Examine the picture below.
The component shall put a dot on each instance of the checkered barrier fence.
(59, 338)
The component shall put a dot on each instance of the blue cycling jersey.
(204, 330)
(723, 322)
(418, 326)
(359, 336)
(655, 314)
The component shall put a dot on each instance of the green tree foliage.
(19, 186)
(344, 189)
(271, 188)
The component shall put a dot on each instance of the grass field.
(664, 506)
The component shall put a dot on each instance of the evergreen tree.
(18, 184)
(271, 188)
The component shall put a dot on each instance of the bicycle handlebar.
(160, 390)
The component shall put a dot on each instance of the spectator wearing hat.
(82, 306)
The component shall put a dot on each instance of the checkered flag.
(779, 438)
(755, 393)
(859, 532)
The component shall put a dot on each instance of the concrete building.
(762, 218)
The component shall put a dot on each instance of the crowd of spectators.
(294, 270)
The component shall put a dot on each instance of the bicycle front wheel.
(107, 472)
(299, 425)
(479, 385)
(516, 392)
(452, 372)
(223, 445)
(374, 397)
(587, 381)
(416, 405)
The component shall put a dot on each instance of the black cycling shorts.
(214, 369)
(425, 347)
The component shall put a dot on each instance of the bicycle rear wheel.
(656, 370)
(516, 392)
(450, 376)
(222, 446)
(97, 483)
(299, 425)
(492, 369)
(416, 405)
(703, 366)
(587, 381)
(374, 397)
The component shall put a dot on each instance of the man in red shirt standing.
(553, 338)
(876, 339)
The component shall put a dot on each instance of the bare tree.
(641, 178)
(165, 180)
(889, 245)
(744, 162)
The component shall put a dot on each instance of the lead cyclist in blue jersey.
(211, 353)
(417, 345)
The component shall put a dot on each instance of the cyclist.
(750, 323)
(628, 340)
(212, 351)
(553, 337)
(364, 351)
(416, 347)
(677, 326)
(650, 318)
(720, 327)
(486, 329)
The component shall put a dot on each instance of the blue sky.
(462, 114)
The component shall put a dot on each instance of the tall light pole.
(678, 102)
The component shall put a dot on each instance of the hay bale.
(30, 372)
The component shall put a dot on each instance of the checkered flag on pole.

-------------------------

■ **Your goal**: Output the records above exactly as written.

■ **Exercise result**:
Examine the picture below.
The component shall put a dot on each instance of the checkered barrier fence.
(59, 338)
The component shall put a dot on each instance of the blue cycling jersey.
(204, 330)
(723, 322)
(418, 326)
(359, 336)
(655, 314)
The component shall put a dot on each instance of the green tree foliage.
(19, 186)
(344, 189)
(271, 188)
The component shall put a dot on each instance of the grass field.
(664, 506)
The component shall put a dot on each instance of the evergreen tree.
(18, 184)
(271, 188)
The component shall put a dot on each instance of the bicycle handlebar.
(160, 390)
The component shall put a dot on each instance of the spectator wearing hat.
(82, 306)
The component shall put a dot on each instance of the checkered flag.
(779, 438)
(755, 393)
(859, 532)
The component shall put a dot on each instance of the concrete building.
(762, 218)
The component shall put a dot on each instance of the crowd of spectators.
(294, 270)
The component shall put a dot on each instance of the bicycle front wheel.
(107, 472)
(299, 425)
(479, 385)
(516, 392)
(452, 372)
(223, 445)
(374, 397)
(587, 381)
(416, 405)
The component shall put a dot on each instance of the black cycling shorts.
(214, 369)
(425, 347)
The component shall put a dot on each instance of the bicycle rear wheel.
(656, 370)
(516, 392)
(450, 376)
(222, 446)
(97, 483)
(299, 425)
(492, 369)
(416, 405)
(703, 366)
(587, 381)
(374, 397)
The component shall put a dot on each instance of the man in red shirt standing.
(553, 338)
(876, 339)
The component shall put a dot on each instance of the bare tree.
(641, 178)
(165, 180)
(889, 245)
(744, 162)
The component shall put a dot on each instance of the lead cyclist in blue jersey.
(211, 353)
(417, 345)
The component shall put a dot on each instance of the cyclist.
(750, 323)
(628, 340)
(212, 351)
(553, 337)
(364, 351)
(416, 347)
(677, 326)
(650, 318)
(720, 327)
(486, 329)
The component shall put a dot on each instance of the blue sky.
(462, 114)
The component shall put a dot on each instance of the tall light pole.
(678, 102)
The component shall put a dot on each instance of the hay bale.
(30, 372)
The component shall put a dot on each instance of the checkered flag on pole.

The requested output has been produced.